Please refer to FIG. 1, FIG. 1 shows the front view of a brightness enhancement film 110. The brightness enhancement film 110 is mainly comprised of a base plate 111 and a structured layer 112. The thickness of the base plate 111 is about 175 μm. The material of the base plate 111 is transparent polyethylene terephthalate, hereinafter referred to as PET. Furthermore, additives are coated on the base plate 111. The thickness of the structured layer 112 is about 25 μm. The material of the structured layer 112 is photosensitive acrylic resin. The structured layer 112 is combined and joined with the base plate 111 by using the additives. Due to the prismatic microstructures on the structured layer 112, the brightness enhancement film 110 is able to condense the light. Consequently, the angle for the emergent light indicated as L₁ from the brightness enhancement film 110 will become narrowed, so as to increase the illumination brightness within the viewing angle range.

However, when the incident angle compared with respect to the brightness enhancement film 110 is much smaller, the light indicated as L₂ in FIG. 1 will be easily reflected by the structured layer 112. After being reflected, the length of the route segment of the light L₂ will be increased, and thus the illumination brightness of the light L₂ will be deteriorated. In order to solve this problem, some manufacturers added a plurality of diffusion particles in the structured layer 112, as shown in Taiwanese patent (patent No. 1301548).

However, adding diffusion particles in the structured layer 112 will increase the cost of manufacturing and materials. The diffusion particles are made of materials which have larger optical absorptivity than the structured layer 112, therefore, the diffusion particles would absorb more light, and thus the illumination brightness using the brightness enhancement film will be deteriorated. As a result, the method of adding diffusion particles in the structured layer 112 remains still at an experimental stage, and has not yet gone into mass production phase.

Work instruction 1 ▸
Reproduce the passage on the brightness enhancement film word for word, starting at "However, when the" and ending at "(patent No. 1301548).".
The records that follow the passage on the brightness enhancement film are unrelated to it.

Data under study ▸
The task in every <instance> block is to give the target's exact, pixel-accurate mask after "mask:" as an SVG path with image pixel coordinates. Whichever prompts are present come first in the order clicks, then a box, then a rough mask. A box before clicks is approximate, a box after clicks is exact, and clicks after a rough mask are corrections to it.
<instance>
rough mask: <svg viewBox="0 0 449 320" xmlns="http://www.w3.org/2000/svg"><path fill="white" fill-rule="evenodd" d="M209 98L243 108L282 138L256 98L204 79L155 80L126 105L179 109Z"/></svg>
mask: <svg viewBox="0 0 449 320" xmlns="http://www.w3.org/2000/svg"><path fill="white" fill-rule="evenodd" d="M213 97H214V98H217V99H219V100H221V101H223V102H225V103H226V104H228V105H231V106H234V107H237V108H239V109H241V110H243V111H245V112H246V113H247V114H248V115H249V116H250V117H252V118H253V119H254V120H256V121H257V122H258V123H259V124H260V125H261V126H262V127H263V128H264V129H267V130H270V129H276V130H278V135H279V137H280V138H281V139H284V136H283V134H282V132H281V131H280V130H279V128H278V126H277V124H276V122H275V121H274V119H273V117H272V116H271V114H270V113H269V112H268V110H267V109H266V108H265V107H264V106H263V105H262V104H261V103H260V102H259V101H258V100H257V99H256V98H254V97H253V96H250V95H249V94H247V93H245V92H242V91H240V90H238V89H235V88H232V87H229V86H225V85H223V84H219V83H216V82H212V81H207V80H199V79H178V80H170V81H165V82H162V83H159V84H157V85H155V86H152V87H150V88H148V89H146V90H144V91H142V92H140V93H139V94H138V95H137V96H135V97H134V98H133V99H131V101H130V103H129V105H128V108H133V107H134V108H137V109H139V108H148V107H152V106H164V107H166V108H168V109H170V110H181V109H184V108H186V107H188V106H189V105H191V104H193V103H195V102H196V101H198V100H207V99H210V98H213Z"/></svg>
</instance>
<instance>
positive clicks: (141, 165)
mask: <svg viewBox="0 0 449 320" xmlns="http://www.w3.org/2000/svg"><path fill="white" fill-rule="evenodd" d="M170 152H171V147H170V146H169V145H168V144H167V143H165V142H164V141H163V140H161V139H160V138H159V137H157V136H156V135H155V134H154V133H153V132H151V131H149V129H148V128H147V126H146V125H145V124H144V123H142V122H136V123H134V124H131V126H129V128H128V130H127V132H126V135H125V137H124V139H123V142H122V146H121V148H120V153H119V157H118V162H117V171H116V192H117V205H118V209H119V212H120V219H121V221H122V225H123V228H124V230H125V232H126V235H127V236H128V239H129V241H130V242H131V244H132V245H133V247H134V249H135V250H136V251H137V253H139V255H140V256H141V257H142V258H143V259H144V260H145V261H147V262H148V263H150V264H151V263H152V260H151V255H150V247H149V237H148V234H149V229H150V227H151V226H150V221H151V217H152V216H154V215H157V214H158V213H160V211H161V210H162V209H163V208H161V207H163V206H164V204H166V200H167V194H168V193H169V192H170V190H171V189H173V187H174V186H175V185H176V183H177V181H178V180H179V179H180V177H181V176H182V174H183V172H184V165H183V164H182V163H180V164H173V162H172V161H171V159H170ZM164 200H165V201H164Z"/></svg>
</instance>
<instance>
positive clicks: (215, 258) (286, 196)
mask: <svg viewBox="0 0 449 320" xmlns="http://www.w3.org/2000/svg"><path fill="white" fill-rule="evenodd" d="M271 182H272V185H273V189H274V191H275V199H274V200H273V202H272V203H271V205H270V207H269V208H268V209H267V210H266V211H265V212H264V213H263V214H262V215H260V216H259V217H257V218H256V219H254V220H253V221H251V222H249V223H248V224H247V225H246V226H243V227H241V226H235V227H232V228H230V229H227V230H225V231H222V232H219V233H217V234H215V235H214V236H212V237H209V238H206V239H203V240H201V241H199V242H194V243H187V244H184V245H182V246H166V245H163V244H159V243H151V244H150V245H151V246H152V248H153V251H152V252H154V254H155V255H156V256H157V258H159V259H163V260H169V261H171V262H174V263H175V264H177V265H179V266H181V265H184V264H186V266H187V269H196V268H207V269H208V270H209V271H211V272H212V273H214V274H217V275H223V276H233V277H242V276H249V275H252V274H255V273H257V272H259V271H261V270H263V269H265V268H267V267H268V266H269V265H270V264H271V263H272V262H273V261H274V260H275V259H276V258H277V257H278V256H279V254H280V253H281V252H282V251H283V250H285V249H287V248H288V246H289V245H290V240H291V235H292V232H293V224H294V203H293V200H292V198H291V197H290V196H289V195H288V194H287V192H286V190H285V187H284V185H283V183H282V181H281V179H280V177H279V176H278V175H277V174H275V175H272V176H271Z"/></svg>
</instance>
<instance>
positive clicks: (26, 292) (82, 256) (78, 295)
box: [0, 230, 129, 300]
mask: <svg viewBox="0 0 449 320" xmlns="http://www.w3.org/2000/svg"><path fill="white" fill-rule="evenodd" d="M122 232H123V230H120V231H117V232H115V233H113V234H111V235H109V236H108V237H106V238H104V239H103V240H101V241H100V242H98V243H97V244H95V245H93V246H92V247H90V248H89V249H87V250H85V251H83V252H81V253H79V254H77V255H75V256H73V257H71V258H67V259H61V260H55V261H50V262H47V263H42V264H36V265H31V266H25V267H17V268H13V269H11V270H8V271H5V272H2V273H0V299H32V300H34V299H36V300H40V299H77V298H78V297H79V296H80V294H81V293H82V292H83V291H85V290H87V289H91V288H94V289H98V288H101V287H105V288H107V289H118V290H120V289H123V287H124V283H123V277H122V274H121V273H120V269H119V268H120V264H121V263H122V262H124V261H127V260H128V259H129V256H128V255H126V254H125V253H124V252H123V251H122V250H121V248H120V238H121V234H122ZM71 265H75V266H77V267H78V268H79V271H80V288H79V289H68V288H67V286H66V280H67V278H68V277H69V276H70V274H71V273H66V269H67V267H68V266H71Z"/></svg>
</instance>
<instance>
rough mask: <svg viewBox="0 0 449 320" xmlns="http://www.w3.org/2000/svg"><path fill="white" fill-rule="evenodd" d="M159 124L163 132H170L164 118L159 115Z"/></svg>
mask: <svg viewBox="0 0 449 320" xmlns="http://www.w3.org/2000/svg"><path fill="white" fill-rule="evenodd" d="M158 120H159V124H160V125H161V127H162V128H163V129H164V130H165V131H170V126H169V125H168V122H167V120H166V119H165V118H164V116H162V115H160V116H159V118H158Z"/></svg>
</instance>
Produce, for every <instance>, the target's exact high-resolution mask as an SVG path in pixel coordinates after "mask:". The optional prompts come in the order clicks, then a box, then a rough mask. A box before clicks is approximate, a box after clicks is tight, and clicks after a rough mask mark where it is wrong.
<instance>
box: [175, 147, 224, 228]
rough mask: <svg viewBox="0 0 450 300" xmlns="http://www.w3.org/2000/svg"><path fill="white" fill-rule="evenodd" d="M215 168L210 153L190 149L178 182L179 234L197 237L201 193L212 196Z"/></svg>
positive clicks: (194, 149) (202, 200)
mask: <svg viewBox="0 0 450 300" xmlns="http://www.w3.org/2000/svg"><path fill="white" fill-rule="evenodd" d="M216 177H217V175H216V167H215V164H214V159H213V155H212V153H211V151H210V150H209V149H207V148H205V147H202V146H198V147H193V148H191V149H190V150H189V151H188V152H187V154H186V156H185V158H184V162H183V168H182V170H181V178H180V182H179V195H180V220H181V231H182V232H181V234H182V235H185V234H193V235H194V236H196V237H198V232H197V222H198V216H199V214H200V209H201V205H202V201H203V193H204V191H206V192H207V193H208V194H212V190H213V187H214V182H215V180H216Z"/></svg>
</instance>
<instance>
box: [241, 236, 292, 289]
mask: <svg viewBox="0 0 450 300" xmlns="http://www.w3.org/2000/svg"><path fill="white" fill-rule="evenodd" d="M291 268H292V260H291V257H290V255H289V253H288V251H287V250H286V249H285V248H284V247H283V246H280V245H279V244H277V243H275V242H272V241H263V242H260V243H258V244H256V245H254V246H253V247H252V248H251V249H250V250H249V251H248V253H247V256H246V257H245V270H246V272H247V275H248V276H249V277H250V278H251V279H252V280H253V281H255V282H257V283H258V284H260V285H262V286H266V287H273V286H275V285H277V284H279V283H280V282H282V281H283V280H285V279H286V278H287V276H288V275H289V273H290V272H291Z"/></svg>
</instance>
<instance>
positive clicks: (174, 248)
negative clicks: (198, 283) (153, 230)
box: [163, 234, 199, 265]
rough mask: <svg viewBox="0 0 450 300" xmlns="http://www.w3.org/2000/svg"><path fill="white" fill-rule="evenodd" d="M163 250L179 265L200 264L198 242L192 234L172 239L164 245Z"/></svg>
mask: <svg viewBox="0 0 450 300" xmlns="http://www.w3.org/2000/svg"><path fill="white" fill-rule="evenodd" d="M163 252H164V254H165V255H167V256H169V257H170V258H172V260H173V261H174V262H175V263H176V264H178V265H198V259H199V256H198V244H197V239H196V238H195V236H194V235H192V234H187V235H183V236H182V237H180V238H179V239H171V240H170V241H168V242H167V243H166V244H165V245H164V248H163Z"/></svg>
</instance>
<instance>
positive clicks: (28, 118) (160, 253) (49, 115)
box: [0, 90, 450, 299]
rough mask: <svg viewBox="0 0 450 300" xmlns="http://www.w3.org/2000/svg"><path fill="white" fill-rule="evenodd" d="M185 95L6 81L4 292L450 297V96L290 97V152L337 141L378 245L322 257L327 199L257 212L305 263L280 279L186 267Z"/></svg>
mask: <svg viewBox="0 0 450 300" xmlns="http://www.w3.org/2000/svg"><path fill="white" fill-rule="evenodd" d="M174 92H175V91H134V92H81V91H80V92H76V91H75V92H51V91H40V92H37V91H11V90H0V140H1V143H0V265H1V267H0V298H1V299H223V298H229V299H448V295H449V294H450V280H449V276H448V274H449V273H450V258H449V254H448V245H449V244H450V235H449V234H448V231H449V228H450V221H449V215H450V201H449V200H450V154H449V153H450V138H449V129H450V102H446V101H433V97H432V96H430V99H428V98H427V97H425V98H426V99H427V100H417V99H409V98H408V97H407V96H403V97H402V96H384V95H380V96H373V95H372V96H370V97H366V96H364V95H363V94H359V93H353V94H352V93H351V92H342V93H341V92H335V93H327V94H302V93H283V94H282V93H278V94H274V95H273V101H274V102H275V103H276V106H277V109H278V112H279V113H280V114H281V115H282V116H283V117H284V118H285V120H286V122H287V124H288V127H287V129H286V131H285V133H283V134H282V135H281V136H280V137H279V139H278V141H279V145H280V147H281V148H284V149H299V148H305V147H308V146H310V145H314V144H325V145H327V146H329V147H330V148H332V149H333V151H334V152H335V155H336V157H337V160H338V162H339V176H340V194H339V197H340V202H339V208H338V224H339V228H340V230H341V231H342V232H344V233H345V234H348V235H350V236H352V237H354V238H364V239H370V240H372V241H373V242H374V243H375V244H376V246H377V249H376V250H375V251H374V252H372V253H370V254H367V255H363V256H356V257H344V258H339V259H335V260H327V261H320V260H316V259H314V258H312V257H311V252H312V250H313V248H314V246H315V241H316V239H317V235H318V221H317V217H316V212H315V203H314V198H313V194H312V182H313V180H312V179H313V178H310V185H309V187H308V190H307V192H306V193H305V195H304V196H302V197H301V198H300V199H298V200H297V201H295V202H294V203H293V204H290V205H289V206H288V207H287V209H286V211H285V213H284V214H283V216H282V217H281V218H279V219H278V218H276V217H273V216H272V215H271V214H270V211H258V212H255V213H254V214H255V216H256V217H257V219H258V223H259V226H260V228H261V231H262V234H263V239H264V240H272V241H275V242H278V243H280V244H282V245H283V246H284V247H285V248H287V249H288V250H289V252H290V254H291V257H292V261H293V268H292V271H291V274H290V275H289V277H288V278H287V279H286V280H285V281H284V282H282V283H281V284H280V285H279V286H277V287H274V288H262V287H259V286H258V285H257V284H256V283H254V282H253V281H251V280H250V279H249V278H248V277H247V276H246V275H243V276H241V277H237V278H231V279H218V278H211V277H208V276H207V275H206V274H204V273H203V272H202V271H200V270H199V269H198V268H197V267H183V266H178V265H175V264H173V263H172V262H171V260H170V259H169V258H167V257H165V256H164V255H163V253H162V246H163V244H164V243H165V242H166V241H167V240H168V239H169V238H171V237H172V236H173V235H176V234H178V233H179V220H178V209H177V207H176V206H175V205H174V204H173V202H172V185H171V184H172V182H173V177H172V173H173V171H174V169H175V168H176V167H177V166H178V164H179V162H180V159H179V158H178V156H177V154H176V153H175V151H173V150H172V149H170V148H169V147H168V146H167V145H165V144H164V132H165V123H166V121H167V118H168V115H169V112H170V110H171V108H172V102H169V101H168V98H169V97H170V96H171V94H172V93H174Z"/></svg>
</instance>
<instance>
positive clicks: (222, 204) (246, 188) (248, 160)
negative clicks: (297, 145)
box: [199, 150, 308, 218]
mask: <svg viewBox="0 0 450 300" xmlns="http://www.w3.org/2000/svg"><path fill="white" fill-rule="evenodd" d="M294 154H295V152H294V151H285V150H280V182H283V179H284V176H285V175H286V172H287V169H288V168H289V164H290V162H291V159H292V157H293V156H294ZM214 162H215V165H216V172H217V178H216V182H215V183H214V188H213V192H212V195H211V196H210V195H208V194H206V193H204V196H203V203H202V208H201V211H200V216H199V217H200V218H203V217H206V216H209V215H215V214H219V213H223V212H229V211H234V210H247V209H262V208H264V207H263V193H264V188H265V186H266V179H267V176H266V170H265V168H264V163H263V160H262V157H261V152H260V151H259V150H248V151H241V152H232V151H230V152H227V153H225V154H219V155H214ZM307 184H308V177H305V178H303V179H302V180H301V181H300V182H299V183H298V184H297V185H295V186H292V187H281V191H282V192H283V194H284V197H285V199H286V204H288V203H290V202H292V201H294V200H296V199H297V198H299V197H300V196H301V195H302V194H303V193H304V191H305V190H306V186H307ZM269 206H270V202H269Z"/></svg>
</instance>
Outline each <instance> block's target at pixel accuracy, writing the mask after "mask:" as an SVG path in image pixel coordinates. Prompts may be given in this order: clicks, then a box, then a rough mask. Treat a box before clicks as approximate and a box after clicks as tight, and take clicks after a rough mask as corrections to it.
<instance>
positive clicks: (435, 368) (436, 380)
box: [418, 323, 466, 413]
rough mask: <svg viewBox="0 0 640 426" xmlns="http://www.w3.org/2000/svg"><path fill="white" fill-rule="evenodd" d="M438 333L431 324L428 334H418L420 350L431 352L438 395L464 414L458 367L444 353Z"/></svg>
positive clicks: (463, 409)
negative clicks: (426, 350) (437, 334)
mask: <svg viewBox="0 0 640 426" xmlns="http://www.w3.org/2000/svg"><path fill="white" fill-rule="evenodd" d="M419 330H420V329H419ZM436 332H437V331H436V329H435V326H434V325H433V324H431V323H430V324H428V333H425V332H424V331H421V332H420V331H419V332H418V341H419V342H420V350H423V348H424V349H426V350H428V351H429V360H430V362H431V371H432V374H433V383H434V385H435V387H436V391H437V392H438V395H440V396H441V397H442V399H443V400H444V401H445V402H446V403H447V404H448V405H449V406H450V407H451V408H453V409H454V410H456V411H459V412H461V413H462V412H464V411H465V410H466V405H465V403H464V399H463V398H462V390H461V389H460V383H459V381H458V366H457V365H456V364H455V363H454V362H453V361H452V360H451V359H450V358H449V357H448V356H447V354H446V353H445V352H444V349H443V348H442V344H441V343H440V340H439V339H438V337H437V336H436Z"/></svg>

Work instruction 2 ▸
State only the number of lines in the records that contain the string "order".

Answer 1 ▸
However, when the incident angle compared with respect to the brightness enhancement film 110 is much smaller, the light indicated as L₂ in FIG. 1 will be easily reflected by the structured layer 112. After being reflected, the length of the route segment of the light L₂ will be increased, and thus the illumination brightness of the light L₂ will be deteriorated. In order to solve this problem, some manufacturers added a plurality of diffusion particles in the structured layer 112, as shown in Taiwanese patent (patent No. 1301548).

Answer 2 ▸
3